START Page excerpt

Such companies' stocks may be good ones for speculative traders if held in the right season, but they devastate the portfolios of long-term investors who buy and hold stocks for a longer period, opined Rizvi, managing director of brokerage firm Shakil Rizvi Stocks Ltd.
Controversial companies like C&A Textiles, Tung-Hai Knitting and Ring Shine Textile are companies who eroded IPO investors' capital at a double digit rate each year.
Six among the 48 face value IPOs returned negative against 32 beating the popular fixed income alternatives returning at an average annual double digit and 10 companies returned positive but at a single digit, according to the research.
The total return calculation includes cash and stock dividends since debut alongside secondary market gains. And, the annualized average return from companies is a compounding one.
On the other hand, of the 43 companies who charged premium over face value for their primary shares, only 17 justified their premium pricing by giving annualised double-digit returns.
Not all the companies' returns are blessed by inflated disclosures and stock price manipulation, as they are sufficiently focused in doing better business and building a better future for their shareholders, said Md Sayadur Rahman, president of Bangladesh Merchant Bankers' Association.
For example, local power producer United Power Generation and Distribution Company Limited has topped the premium takers' table in terms of benefiting primary shareholders.
Within five years of listing, the company's primary shareholders' actual cost per share went as low as minus Tk8.9 as it paid Tk46.5 in total cash dividends while its issue price of Tk72 turned into stock dividends adjusted price of Tk37.6 before its dividends this year.
Moinuddin Hasan Rashid, managing director of United Power, told The Business Standard, "Business model, skilled management, best internal practices, good governance and, on top of everything, commitment to shareholders are helping us perform well both in business and in the stock market."
His company is a top one in terms of generating higher returns from a limited capital invested and also paying high dividends. Its primary shareholders' annual average returns went as high as 37% on a compounding basis.
Following the listing in 2015, growth-seeking investors demanded further investments of the debt-free company's surplus cash for business expansion and the company merged a number of successful power plants owned by the same entrepreneurs that boosted its revenue, earnings and asset base.
Of the premium takers, telecom sector players ADN and state-owned Submarine Cable Company outperformed others with over 20% annual average total return.

END Page excerpt
START Extracted entries

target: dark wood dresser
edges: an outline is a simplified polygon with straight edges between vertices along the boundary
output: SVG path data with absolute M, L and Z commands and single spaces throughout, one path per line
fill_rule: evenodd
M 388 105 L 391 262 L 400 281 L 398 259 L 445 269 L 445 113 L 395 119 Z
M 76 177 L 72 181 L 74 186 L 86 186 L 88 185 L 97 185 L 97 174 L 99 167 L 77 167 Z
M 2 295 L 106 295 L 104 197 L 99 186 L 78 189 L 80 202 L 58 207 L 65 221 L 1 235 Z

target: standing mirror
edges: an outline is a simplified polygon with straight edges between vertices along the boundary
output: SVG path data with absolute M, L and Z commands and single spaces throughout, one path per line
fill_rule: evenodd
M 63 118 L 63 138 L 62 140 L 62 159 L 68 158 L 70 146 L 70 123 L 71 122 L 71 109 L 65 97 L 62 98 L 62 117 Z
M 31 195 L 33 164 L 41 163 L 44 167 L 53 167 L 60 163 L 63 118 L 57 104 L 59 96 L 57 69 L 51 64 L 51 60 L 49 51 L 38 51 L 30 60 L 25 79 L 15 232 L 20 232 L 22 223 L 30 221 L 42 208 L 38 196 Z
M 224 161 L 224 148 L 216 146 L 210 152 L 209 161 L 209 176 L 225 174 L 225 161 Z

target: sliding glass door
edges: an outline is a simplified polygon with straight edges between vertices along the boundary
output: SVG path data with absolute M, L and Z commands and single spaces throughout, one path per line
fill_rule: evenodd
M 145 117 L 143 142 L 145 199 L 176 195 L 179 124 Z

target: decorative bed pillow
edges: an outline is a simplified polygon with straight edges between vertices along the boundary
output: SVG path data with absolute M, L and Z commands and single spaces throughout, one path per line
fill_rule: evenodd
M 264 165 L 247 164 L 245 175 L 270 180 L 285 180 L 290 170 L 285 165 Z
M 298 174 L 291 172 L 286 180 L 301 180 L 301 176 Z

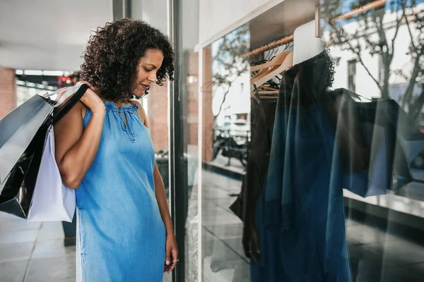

END Extracted entries

#### Apply what you read
(a) From the article on IPO returns, copy the passage starting at "Following the listing" and ending at "average total return.".
(b) Answer these questions from the article on IPO returns:
(i) Of the 43 companies that charged a premium over face value, how many gave annualized double-digit returns?
(ii) In what year did United Power Generation and Distribution Company Limited list?
(iii) Who is the president of Bangladesh Merchant Bankers' Association?

#### Answers provided
(a)
Following the listing in 2015, growth-seeking investors demanded further investments of the debt-free company's surplus cash for business expansion and the company merged a number of successful power plants owned by the same entrepreneurs that boosted its revenue, earnings and asset base.
Of the premium takers, telecom sector players ADN and state-owned Submarine Cable Company outperformed others with over 20% annual average total return.

(b)
(i) 17
(ii) 2015
(iii) Md Sayadur Rahman